ЗАДАНИЕ 1:
Перечислите сферы государственной политики, которые названы в тексте о рейтингах руководителей страны в предложении об общественной оценке этой политики.
ЗАДАНИЕ 2:
Соответствуют ли тексту о рейтингах руководителей страны эти утверждения? (a) Клинтон в первый год президентства встречался с поллстерами каждую неделю. (b) Общественная оценка государственной политики в сфере здравоохранения и образования много лет остается высокой. (c) Буш-младший после избрания заявил, что будет управлять согласно опросам и фокус-группам. Для каждого ответьте «да» или «нет» и приведите решающие слова текста.
ЗАДАНИЕ 3:
Напишите продолжение текста о рейтингах руководителей страны. Начните сразу после его последнего предложения.

В то же самое время опросы общественного мнения на протяжении всех последних лет демонстрируют чрезвычайно высокий, абсолютно недостижимый для западных политиков уровень доверия наших граждан персонально действующим руководителям страны (см., например, данные ведущих российских социологических центров: [Политические индикаторы, 2009; Рейтинги 2009; Левада-Центр, 2009]).
Интересно при этом, что в российском общественном мнении наблюдается низкий уровень корреляции между отношением к действующим политикам, т. е. к тем, кто вырабатывает и реализует государственную политику, и оценкой результатов их деятельности, т. е. собственно того, как государственная политика влияет на жизнь людей. На протяжении постсоветской истории России рейтинги руководителей государства колебались, то низко падая, то достигая, как в последнее десятилетие, небывалых для продвинутых демократических стран высот. Одновременно общественная оценка государственной политики в сфере здравоохранения, образования, сельского хозяйства, жилищного строительства и т. д. на протяжении многих лет неизменно находится на низком уровне [см., например, данные фонда «Общественное мнение»: Политические индикаторы, 2009; Оценка, 2010]. Эти данные отражают дистанцию, которая в общественном сознании отделяет образ государственной власти от практических результатов ее деятельности. Наличие такой дистанции, во-первых, создает предпосылки для безответственности правителей, поскольку в общественном сознании они, оказывается, не несут ответственности за политику, которую проводят руководимые ими органы власти. Во-вторых, здесь формируются благоприятные условия для культивирования имиджевых технологий поддержания массовой лояльности. Поскольку рейтинг правителя существует как бы отдельно от результатов
проводимой под его руководством политики, то с ним (рейтингом) можно эффективно работать, вне всякой связи с реальным политическим курсом.
Известно, что президент Клинтон на первом году своего президентства встречался с поллстерами еженедельно и ежемесячно получал результаты исследований. Его администрация стремилась выстраивать свою политику в гармонии с настроениями публики: опросы заказывались по конкретным темам и учитывались при принятии важных государственных решений. Если, по данным социологов, некое решение могло негативно повлиять на рейтинг президента, оно нередко отменялось или откладывалось [Charter, Simon, 2006]. Действовало так называемое правило 50%: принимались те решения, которые, согласно опросам, должны были получить поддержку не менее 50% электората. Дж. Буш-младший, пытаясь после своего избрания дистанцироваться от этой практики, ставшей предметом публичного обсуждения, заявил, что будет «управлять согласно принципам, а не опросам и фокус-группам». Однако позже, по мнению экспертов, он также был вынужден приспосабливаться, особенно теряя популярность из-за войны в Ираке [Stanyer, 2007, р. 51].

(Записи из набора данных)
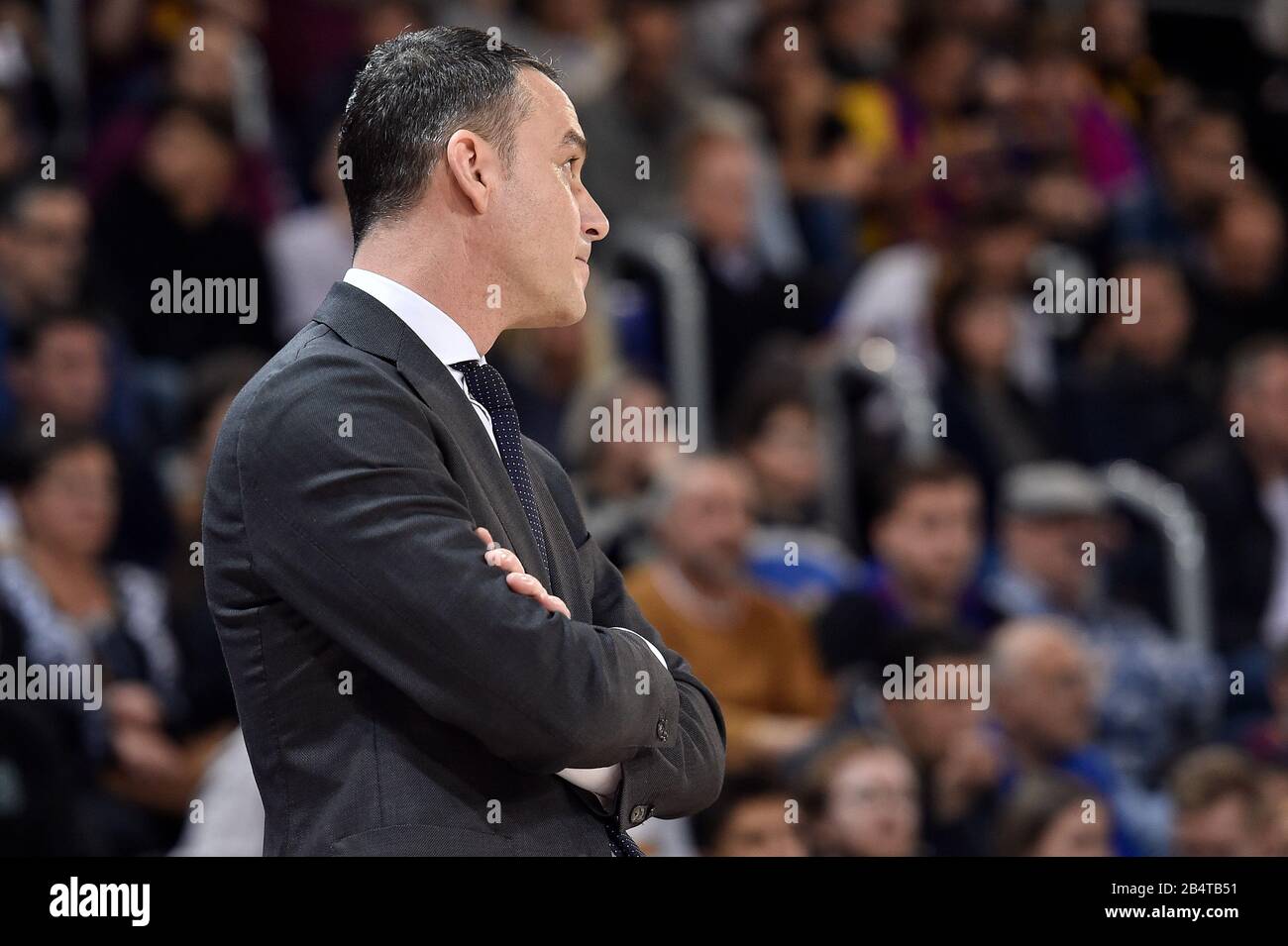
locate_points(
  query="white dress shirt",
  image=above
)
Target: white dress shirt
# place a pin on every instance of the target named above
(451, 344)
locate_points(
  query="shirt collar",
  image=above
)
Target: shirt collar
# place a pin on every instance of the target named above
(434, 327)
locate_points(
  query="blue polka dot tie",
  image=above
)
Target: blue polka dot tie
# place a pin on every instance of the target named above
(488, 389)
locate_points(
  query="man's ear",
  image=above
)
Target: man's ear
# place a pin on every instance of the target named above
(473, 166)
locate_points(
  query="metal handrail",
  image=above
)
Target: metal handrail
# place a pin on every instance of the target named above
(1164, 504)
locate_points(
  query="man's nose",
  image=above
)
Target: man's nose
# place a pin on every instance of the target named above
(593, 222)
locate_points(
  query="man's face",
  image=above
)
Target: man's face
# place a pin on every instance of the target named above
(1068, 835)
(1223, 829)
(69, 374)
(874, 808)
(1265, 407)
(931, 537)
(1050, 551)
(1048, 703)
(546, 220)
(708, 523)
(759, 829)
(46, 252)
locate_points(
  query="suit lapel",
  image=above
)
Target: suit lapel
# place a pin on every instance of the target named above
(369, 325)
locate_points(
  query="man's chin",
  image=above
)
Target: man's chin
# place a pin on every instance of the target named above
(558, 318)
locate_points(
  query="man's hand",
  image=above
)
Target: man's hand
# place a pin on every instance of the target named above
(519, 580)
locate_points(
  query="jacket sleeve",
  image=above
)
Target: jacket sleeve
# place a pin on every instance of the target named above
(686, 774)
(355, 521)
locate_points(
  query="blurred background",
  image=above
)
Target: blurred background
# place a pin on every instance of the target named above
(900, 457)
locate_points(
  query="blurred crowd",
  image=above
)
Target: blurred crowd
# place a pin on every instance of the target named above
(827, 222)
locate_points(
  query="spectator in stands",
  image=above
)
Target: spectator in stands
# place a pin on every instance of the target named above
(1155, 696)
(926, 538)
(616, 473)
(956, 757)
(864, 800)
(1042, 696)
(1220, 808)
(1267, 739)
(75, 607)
(1132, 395)
(992, 422)
(751, 650)
(1240, 283)
(776, 429)
(1237, 477)
(1051, 815)
(752, 817)
(310, 248)
(44, 235)
(63, 379)
(171, 214)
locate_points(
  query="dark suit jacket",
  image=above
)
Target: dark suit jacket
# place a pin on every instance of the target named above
(395, 695)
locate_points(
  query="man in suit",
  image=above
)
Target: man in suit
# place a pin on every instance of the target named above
(406, 683)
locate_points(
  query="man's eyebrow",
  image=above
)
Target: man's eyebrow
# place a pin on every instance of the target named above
(575, 139)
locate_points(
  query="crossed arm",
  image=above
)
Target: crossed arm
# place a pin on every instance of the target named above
(370, 538)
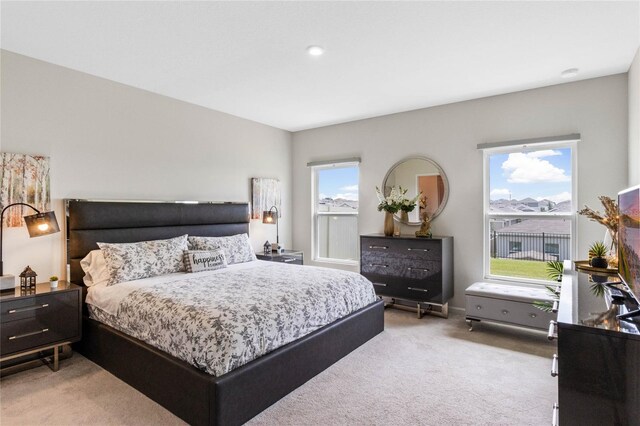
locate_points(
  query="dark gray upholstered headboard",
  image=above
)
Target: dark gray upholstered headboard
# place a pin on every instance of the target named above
(124, 222)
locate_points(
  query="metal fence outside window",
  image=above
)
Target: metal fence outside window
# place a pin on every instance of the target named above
(530, 246)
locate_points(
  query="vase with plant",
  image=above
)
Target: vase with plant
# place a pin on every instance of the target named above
(393, 203)
(597, 255)
(609, 219)
(555, 269)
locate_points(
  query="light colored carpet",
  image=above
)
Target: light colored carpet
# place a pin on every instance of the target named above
(431, 371)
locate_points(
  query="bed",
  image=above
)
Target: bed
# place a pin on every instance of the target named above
(190, 393)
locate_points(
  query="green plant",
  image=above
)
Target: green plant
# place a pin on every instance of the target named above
(555, 269)
(546, 305)
(598, 249)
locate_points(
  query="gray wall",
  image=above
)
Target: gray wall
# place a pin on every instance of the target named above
(634, 121)
(597, 108)
(111, 141)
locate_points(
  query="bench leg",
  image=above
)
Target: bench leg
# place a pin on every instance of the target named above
(470, 324)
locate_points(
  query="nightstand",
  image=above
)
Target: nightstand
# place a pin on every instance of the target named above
(38, 320)
(288, 256)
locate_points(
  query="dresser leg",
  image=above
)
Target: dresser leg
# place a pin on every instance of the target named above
(56, 358)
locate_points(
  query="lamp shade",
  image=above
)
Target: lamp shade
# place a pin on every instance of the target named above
(40, 224)
(270, 217)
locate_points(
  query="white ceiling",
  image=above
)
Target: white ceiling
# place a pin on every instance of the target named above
(248, 58)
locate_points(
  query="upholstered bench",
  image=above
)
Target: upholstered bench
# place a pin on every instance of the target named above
(508, 304)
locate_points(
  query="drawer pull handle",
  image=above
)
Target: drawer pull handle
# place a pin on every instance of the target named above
(552, 334)
(33, 333)
(28, 308)
(554, 366)
(554, 420)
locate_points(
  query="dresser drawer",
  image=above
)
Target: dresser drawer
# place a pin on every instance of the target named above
(43, 326)
(418, 290)
(31, 307)
(414, 249)
(404, 267)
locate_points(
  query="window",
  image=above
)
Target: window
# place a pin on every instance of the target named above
(529, 199)
(335, 212)
(552, 248)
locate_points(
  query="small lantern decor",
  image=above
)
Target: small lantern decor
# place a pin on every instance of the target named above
(28, 279)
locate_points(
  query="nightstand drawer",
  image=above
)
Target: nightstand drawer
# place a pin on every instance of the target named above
(294, 260)
(291, 257)
(55, 323)
(35, 306)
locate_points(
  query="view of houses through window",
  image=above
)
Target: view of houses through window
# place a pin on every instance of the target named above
(336, 212)
(530, 212)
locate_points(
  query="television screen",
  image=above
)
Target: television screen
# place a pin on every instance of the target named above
(629, 239)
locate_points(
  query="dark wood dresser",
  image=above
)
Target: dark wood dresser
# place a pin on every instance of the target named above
(408, 268)
(42, 318)
(598, 359)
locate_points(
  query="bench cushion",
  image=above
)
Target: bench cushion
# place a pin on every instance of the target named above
(509, 292)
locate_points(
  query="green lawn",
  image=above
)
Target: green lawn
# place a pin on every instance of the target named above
(519, 268)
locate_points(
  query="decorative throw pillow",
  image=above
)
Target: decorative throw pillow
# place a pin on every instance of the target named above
(95, 268)
(237, 248)
(204, 260)
(132, 261)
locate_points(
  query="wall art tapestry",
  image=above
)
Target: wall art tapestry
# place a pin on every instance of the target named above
(266, 193)
(24, 179)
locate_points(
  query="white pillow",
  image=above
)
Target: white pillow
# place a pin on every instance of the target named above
(204, 260)
(95, 268)
(132, 261)
(237, 248)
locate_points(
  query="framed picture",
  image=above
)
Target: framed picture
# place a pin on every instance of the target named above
(265, 194)
(23, 179)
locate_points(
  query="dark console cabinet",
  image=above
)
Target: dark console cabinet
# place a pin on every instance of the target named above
(598, 360)
(409, 268)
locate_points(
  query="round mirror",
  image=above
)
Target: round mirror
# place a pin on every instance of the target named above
(418, 175)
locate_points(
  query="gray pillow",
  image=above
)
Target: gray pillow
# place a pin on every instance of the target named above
(132, 261)
(204, 260)
(237, 248)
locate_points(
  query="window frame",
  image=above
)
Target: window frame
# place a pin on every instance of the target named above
(571, 215)
(315, 223)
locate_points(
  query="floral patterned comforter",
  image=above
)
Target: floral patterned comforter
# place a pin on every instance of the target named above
(222, 321)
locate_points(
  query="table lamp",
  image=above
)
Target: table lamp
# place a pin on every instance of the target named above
(271, 217)
(39, 224)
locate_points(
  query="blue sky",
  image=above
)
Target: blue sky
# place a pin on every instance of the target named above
(537, 174)
(338, 182)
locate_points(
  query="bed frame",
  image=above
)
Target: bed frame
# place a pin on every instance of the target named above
(189, 393)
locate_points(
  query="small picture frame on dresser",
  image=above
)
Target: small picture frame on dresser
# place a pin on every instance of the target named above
(294, 257)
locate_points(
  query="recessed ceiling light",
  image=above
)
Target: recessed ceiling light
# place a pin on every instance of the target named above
(571, 72)
(315, 50)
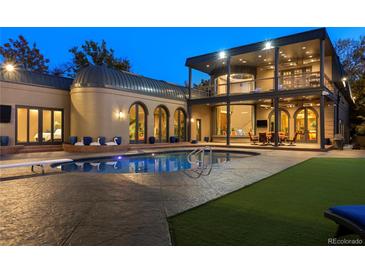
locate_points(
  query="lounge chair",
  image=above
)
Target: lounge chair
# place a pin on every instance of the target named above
(113, 143)
(253, 138)
(99, 142)
(293, 141)
(350, 219)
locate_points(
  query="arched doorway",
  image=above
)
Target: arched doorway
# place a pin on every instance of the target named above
(306, 121)
(161, 124)
(284, 125)
(137, 123)
(180, 124)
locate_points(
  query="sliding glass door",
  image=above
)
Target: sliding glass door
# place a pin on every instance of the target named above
(36, 125)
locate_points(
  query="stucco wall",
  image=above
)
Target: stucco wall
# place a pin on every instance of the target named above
(20, 94)
(95, 112)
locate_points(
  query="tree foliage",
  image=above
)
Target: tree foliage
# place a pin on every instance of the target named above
(23, 55)
(92, 52)
(352, 56)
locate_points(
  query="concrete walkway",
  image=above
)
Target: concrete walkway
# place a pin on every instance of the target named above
(119, 209)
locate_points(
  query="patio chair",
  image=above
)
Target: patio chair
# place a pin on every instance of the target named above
(253, 138)
(293, 141)
(263, 138)
(350, 219)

ПИСЬМЕННЫЙ ОТВЕТ 1:
Здравоохранение, образование, сельское хозяйство, жилищное строительство.

ПИСЬМЕННЫЙ ОТВЕТ 2:
(a) Да: «президент Клинтон на первом году своего президентства встречался с поллстерами еженедельно».
(b) Нет: «на протяжении многих лет неизменно находится на низком уровне».
(c) Нет: «будет „управлять согласно принципам, а не опросам и фокус-группам“».

ПИСЬМЕННЫЙ ОТВЕТ 3:
Выявляя общественные страхи, беспокойства и требования, правительство выдвигает инициативы, формулирует приоритеты и принимает решения. Такого рода практика таит в себе потенциальные опасности, поскольку поощряет политиков отказываться от необходимых, но заведомо непопулярных мер. В условиях, когда существует острая потребность в серьезных реформах, как правило, затрагивающих значимые социальные группы граждан, приоритетное стремление властей сохранить популярность становится препятствием для осуществления адекватной государственной политики. В долгосрочной перспективе результатом длительного непринятия необходимых решений может стать глубокий кризис. Поэтому пользоваться общественным мнением как главным руководством к действию попросту нельзя.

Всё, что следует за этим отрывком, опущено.